Data to use:
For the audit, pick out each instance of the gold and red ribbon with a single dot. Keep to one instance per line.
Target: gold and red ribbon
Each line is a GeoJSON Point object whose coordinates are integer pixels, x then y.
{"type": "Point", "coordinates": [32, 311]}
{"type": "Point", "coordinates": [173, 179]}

Requirement:
Print exactly the lines that run from the line containing "Each line is" to the end of the data, both ends included.

Written response:
Each line is a GeoJSON Point object whose coordinates are integer pixels, x then y.
{"type": "Point", "coordinates": [32, 311]}
{"type": "Point", "coordinates": [173, 179]}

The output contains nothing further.